**Stated task a**:
Copy the listing word for word, from its start through the line that contains "0, 0, 1187, 354". Leave the pictures out of your copy.

**Document section**:
Wednesday, March 02, 2005

BOOK REVIEW: MAINLINES, BLOOD FEASTS AND BAD TASTE; A LESTER BANGS READER edited by John Morthland (Anchor, 2003)

Nothing special.

Admittedly, I'm the last rock scriber of noble lineage to get hold of and actually read this relatively recent collection of Lester Bangs wordage both previously-published and not-so, but this gross overlooking by the promotional powers-that-be wasn't always the case. In fact, back in 1987 this humble rock fan was actually deemed IMPORTANT enough in the hotcha writing world to have wrangled a flesh-and-blood hard-covered FREE COPY of the first Lester Bangs posthumous collection of his notoriously caustic reviews, articles, interviews and general musings that was entitled PSYCHOTIC REACTIONS AND CARBURETOR DUNG, a book that had me jumping for the proverbial joy given that author Bangs' ashes were only a close-range five years old at the time of this tome's publication and at least """I""" was still operating on full-tilt seventies rockscribe modes thanks to the pow'r and energy Bangs had laid out as a shining path for manic rock fanatics like myself. But alas, those days are long gone, and while this "rock critic" (to use a term so unkindly laid upon me by a rival member of a different blogstream) has fallen to the rock bottom of mainstream/underground pariahdom since those halcyon days of promotional gravy trains and gimmees of all sorts, in many ways so has the spirit and verve of Lester Bangs also sunk to the deepest part of the rock world sea.

Sheesh, you know things are bad (and have been for nigh on eighteen years) when pullsillanimous pipsqueaks the rank (and I do mean rank!) of Chuck Eddy are repeatedly bombarded with either the tag of "The new Bangs" or are derided for being Lester ripoffs. Hell, they're all (talking general rock critical writings of a variety of sorts) a buncha fakes if you ask me. In fact (talking from my thirty years of conscious rockism) there really hasn't been a good scrap of rock writing in the world outsides a few high points here/there (and dare I say from the end of my own medulla flowing through my fingers onto my keyboard?) in ages, or at least since Bangs himself became as fitting a case of "era's end" as John Kennedy's own Dallas swan song. But then again, the whole rockwriting/underground/fanzine scene just ain't what it used to be one bit. Way back when there were tons of these snotrag screeching suburbanite slugs all writing about the same Iggy/Lou/Sky scene with maybe a bitta Zappa thrown in or perhaps some other more mainstreamish poster child just so's the hippies in charge didn't throw 'em into any communes for whole grain punishment, and these kids wrote about their sick rock & roll fantasies in their own fanzines with titles like TEENAGE WASTELAND GAZETTE and DENIM DELINQUENT and best of all they got away with it and perhaps got written about by the likes of Bangs or more likely his onetime editor Greg Shaw which musta reaped the millions for these young and forgotten bigtime wannabes who in fact maybe did get some of the glory long-deserved via the pages of such respected periodicals as PHONOGRAPH RECORD MAGAZINE or even CREEM, which at that time was Bangs' own personal child whether Barry Kramer knew it or not.

**Raw records**:
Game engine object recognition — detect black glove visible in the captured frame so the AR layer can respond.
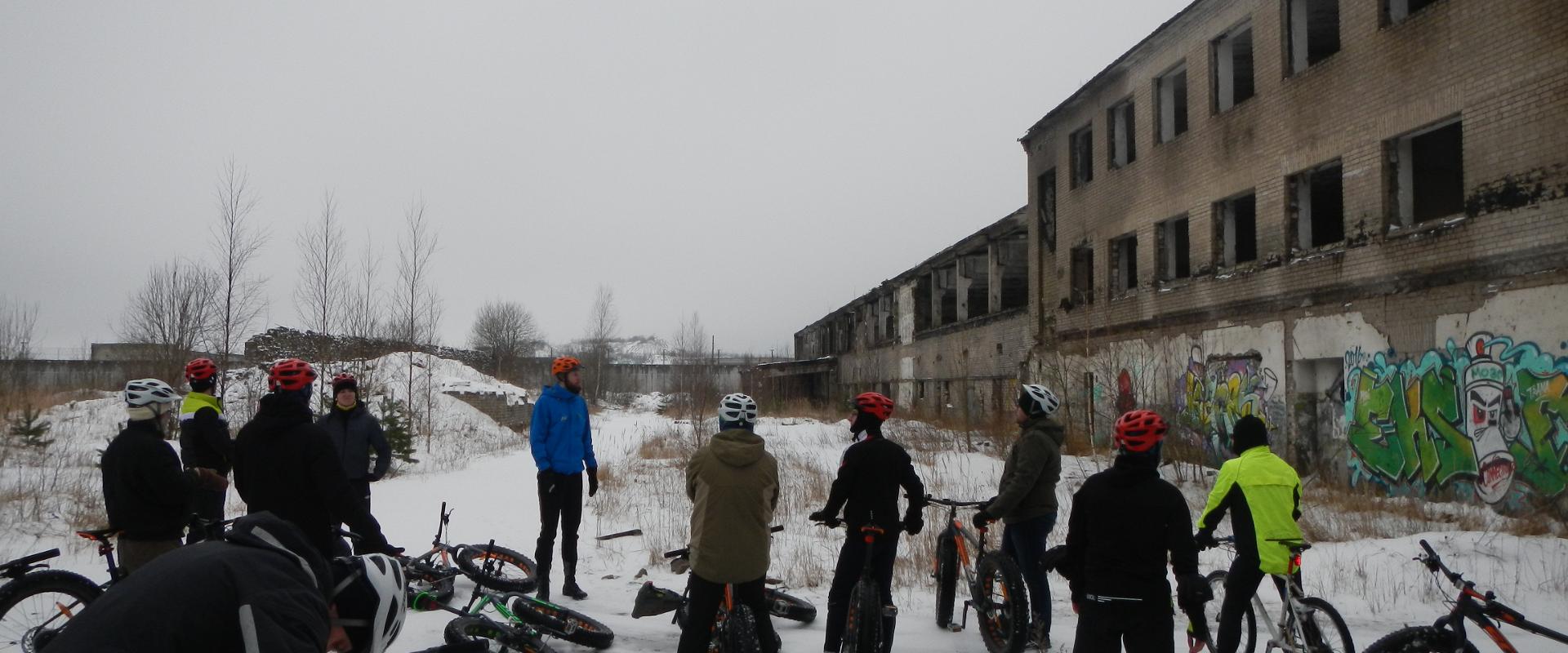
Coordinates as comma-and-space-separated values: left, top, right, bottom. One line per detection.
1176, 573, 1214, 614
1192, 531, 1220, 551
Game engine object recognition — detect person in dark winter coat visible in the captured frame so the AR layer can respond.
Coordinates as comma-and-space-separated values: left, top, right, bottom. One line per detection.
973, 384, 1067, 650
1057, 411, 1212, 653
528, 355, 599, 602
47, 512, 406, 653
234, 358, 403, 557
809, 393, 925, 651
99, 379, 229, 573
315, 373, 392, 551
676, 393, 779, 653
180, 358, 234, 544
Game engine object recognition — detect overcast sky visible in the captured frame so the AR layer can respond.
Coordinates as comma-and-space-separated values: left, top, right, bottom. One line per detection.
0, 0, 1187, 354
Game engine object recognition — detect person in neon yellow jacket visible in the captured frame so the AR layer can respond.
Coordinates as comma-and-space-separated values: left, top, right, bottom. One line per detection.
1193, 415, 1302, 653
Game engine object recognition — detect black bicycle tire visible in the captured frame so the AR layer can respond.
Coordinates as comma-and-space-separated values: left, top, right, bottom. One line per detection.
0, 568, 104, 646
452, 545, 539, 593
1362, 626, 1479, 653
1302, 597, 1356, 653
1205, 570, 1258, 653
511, 595, 615, 648
764, 587, 817, 624
973, 551, 1030, 653
936, 526, 958, 628
718, 606, 762, 653
441, 617, 555, 653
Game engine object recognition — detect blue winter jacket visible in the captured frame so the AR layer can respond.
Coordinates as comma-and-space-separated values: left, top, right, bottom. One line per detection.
528, 384, 599, 474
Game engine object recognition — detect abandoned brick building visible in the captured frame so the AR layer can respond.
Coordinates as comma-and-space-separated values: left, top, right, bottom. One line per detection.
770, 0, 1568, 513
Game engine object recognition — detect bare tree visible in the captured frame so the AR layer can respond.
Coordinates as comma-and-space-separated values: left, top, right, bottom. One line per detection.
119, 261, 223, 377
469, 299, 544, 375
212, 158, 266, 386
394, 199, 441, 451
295, 185, 348, 334
583, 283, 621, 399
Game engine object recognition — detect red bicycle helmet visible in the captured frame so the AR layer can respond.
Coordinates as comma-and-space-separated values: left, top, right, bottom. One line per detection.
550, 355, 583, 375
185, 358, 218, 380
1115, 411, 1165, 454
266, 358, 315, 390
854, 392, 892, 421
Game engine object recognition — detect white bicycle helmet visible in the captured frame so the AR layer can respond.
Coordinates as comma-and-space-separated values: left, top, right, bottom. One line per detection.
718, 393, 757, 426
331, 553, 408, 653
126, 379, 180, 406
1018, 384, 1062, 416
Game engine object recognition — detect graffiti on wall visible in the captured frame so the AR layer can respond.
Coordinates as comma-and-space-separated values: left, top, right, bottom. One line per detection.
1176, 346, 1283, 459
1345, 332, 1568, 508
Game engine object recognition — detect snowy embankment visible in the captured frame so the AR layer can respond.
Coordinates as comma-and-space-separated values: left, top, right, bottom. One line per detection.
0, 355, 1568, 653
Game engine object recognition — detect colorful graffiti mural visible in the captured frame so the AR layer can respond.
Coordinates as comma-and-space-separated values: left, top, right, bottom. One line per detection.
1345, 332, 1568, 508
1176, 348, 1283, 459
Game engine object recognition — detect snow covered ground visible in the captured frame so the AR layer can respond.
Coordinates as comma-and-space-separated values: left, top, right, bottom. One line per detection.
0, 355, 1568, 653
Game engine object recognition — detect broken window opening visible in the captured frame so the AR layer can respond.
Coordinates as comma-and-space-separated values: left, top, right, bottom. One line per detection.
1068, 125, 1094, 188
1106, 97, 1138, 167
1210, 22, 1253, 113
1110, 233, 1138, 296
1285, 160, 1345, 249
1068, 244, 1094, 305
1154, 215, 1192, 282
1154, 63, 1187, 143
1284, 0, 1339, 73
1214, 193, 1258, 268
1388, 119, 1464, 227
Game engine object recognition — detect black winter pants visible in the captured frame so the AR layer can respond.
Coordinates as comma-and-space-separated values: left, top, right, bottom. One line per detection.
533, 473, 583, 578
822, 526, 900, 651
1072, 600, 1176, 653
676, 573, 779, 653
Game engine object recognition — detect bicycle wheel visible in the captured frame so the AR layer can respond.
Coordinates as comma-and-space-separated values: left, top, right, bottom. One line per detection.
511, 593, 615, 648
936, 526, 958, 628
441, 617, 555, 653
0, 568, 104, 651
718, 606, 762, 653
762, 587, 817, 624
1365, 626, 1477, 653
839, 578, 883, 653
1203, 571, 1258, 653
1302, 597, 1356, 653
973, 551, 1029, 653
453, 545, 539, 592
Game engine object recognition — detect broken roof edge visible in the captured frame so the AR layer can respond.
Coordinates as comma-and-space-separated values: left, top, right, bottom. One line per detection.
795, 203, 1029, 335
1018, 0, 1220, 147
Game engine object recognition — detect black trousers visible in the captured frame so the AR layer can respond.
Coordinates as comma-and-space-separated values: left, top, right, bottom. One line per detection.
1072, 600, 1176, 653
676, 571, 779, 653
822, 526, 898, 651
185, 489, 229, 544
533, 473, 583, 578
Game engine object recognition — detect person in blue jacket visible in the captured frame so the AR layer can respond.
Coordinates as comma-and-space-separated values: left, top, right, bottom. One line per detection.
528, 355, 599, 602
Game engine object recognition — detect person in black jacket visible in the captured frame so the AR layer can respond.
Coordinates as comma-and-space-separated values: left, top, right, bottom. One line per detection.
99, 379, 229, 573
46, 512, 406, 653
315, 373, 392, 551
180, 358, 234, 544
809, 393, 925, 653
234, 358, 403, 556
1057, 411, 1212, 653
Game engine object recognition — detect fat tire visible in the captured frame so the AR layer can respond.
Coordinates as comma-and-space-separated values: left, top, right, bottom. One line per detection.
441, 617, 555, 653
452, 545, 539, 593
0, 568, 104, 650
936, 526, 958, 628
973, 551, 1030, 653
1365, 626, 1477, 653
1203, 570, 1258, 653
764, 587, 817, 624
511, 595, 615, 648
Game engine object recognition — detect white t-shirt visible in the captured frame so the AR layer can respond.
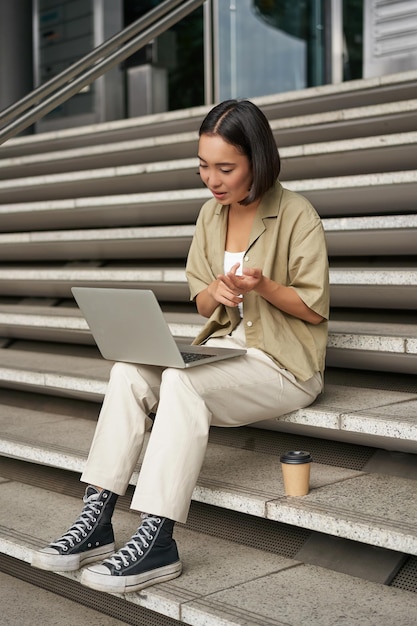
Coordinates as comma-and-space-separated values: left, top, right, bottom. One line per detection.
224, 250, 245, 317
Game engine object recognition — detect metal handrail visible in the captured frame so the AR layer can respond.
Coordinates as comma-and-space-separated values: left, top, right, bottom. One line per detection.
0, 0, 205, 144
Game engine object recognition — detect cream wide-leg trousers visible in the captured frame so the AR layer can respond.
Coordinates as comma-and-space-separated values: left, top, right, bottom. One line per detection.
81, 324, 322, 522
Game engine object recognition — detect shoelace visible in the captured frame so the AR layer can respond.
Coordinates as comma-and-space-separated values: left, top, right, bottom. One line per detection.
104, 514, 162, 570
49, 496, 103, 551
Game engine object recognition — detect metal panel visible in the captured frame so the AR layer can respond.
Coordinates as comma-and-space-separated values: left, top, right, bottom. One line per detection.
363, 0, 417, 78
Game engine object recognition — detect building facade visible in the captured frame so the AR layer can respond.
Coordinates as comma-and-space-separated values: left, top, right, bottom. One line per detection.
0, 0, 417, 130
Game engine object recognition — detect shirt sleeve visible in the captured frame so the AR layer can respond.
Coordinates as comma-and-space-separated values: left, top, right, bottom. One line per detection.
288, 216, 329, 319
185, 207, 216, 300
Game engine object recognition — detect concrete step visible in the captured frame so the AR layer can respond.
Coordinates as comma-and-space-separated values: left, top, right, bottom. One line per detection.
0, 215, 417, 261
0, 342, 417, 452
0, 169, 417, 218
0, 171, 417, 232
0, 71, 417, 158
0, 129, 417, 180
0, 303, 417, 374
0, 481, 417, 626
0, 572, 126, 626
0, 401, 417, 555
0, 260, 417, 310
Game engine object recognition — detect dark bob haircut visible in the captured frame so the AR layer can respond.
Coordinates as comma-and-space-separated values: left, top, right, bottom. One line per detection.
199, 100, 281, 205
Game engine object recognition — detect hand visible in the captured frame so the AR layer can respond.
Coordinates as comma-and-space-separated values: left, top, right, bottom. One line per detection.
217, 263, 263, 306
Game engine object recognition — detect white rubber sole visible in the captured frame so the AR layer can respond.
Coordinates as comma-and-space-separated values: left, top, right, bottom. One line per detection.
81, 561, 182, 593
31, 543, 115, 572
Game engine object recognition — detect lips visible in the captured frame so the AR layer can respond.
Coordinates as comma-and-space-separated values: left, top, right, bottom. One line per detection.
210, 189, 226, 200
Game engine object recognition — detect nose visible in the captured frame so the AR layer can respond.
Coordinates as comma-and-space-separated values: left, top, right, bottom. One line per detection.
204, 171, 222, 189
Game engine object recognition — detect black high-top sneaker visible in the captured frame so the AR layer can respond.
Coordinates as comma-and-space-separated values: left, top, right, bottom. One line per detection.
31, 485, 118, 572
81, 514, 182, 593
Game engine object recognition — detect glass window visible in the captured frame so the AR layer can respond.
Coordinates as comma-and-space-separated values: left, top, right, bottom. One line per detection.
214, 0, 324, 100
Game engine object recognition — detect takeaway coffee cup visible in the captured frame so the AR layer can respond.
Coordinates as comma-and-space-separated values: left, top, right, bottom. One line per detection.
280, 450, 313, 496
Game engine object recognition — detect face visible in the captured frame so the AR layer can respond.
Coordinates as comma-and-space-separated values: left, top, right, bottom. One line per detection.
198, 135, 252, 205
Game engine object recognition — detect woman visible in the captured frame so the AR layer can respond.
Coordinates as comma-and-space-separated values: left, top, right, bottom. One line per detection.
32, 100, 328, 592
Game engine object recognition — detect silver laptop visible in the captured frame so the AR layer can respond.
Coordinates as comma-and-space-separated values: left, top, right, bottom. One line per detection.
71, 287, 246, 368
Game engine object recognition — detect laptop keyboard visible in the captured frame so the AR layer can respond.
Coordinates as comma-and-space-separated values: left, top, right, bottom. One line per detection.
181, 352, 213, 363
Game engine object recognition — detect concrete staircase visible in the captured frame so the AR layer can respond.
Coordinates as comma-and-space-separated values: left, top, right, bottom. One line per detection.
0, 73, 417, 626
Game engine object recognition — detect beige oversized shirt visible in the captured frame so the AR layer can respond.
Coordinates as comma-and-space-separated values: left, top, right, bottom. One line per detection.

**Stated task b**:
According to the book review, what was the title of the first posthumous Lester Bangs collection?

**Exercise result a**:
Game engine object recognition — detect black glove visible in the captured frame so the AR layer can respond.
Coordinates as comma-and-space-separated values: left, top, right, bottom. One line per detection.
1176, 573, 1214, 614
1192, 531, 1220, 551
Game engine object recognition — detect person in dark winter coat visible in the captured frame so the AR layer can respond.
Coordinates as comma-and-space-separated values: left, top, right, bottom. One line per detection.
973, 384, 1067, 650
1057, 411, 1212, 653
528, 355, 599, 602
47, 512, 406, 653
234, 358, 403, 557
809, 393, 925, 651
99, 379, 229, 573
315, 373, 392, 551
676, 393, 779, 653
180, 358, 234, 544
Game engine object recognition — detect overcast sky visible in the captured frame so the AR layer can respond.
Coordinates as comma-and-space-separated values: left, top, right, bottom. One line per detection.
0, 0, 1187, 354

**Exercise result b**:
PSYCHOTIC REACTIONS AND CARBURETOR DUNG